Task |
Continue the passage about CCSA's funding of cannabis legalization research, starting right after its last sentence.

Supplied text |
It has been more than two years since Canada became the first G20 country to legalize recreational cannabis and cannabis products. The Canadian Centre on Substance Use and Addiction (CCSA) is investing $1.8 million dollars in research on non-therapeutic cannabis and the impacts of its legalization on public health and safety throughout the country. Through financial support from Health Canada, CCSA is funding 19 projects on subjects ranging from cannabis legalization and mental health to a comparison of legal versus illicit cannabis sales.
All levels of government need evidence and information to inform cannabis policy and regulation. The projects chosen for this CCSA initiative also include research on specific populations such as Indigenous peoples, veterans, and pregnant and breastfeeding mothers. Each project will receive funding of up to $100,000 over two years. The Mental Health Commission of Canada is contributing $100,000 to support awarded projects with a mental health focus for a combined research investment of $1.8 million.

Material provided |
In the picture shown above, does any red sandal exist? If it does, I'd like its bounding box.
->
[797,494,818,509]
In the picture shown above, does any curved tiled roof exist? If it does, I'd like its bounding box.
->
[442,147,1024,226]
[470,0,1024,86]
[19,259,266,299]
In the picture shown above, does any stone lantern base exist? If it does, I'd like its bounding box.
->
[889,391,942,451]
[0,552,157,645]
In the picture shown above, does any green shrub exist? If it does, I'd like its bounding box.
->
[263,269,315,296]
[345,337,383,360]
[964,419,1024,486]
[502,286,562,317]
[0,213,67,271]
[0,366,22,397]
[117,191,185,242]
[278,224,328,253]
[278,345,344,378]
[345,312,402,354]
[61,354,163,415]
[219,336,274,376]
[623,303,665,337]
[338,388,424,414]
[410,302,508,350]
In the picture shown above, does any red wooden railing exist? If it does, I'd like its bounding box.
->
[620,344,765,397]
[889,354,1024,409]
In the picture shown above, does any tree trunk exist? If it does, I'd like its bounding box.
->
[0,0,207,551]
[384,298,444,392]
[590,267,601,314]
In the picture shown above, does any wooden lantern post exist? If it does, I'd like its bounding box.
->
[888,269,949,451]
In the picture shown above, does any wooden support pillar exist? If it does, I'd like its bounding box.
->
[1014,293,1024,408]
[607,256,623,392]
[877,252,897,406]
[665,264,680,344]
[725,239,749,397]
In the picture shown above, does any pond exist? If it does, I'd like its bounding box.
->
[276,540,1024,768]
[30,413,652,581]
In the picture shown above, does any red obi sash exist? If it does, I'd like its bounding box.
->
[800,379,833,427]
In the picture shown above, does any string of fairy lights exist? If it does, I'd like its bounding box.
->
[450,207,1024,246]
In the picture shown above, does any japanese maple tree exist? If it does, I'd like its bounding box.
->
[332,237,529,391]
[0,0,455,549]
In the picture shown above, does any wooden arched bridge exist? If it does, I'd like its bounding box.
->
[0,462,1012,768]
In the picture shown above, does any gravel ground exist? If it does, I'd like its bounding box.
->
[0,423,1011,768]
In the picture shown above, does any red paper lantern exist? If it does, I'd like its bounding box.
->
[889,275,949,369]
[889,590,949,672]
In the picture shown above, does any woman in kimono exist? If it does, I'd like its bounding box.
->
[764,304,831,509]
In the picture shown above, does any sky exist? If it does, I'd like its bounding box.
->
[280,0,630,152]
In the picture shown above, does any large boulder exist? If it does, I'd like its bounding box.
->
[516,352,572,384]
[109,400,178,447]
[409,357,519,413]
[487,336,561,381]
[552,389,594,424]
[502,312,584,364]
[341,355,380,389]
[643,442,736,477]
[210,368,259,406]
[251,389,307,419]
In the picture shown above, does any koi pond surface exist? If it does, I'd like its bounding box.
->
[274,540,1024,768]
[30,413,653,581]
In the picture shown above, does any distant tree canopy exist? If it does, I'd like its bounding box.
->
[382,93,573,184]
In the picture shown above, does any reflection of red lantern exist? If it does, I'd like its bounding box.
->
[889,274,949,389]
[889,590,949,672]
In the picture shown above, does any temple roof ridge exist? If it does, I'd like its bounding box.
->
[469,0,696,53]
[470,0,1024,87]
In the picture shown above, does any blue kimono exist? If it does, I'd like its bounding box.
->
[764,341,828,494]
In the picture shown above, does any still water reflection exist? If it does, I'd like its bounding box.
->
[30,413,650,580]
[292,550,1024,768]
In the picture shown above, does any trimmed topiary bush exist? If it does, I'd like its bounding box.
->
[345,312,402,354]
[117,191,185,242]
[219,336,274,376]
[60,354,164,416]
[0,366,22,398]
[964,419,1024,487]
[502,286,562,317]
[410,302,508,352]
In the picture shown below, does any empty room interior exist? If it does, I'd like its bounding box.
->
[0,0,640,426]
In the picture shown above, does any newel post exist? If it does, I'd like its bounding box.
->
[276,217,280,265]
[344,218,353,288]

Task result |
“These projects are an opportunity to significantly increase our understanding of cannabis in Canada today. They explore so many different topics: from product labelling regulations to the risks and potential benefits of CBD and THC to cannabis’ effect on mental health. The evidence generated from this research will inform and help evaluate the impacts cannabis regulation has had since the Cannabis Act was passed in 2018,” explained Rita Notarandrea, CEO of CCSA.
Following a call for proposals last year to explore areas in cannabis policy and research, CCSA awarded funding to the successful applicants through an independent review panel and rigorous peer-reviewed scoring process. As part of this initiative, CCSA created the Canadian Cannabis Research Database, an online tool capturing current and ongoing cannabis research activities in Canada. CCSA has also created an interactive policy map to support researchers and the public with up-to-date information on the different provincial and territorial regulations and bylaws.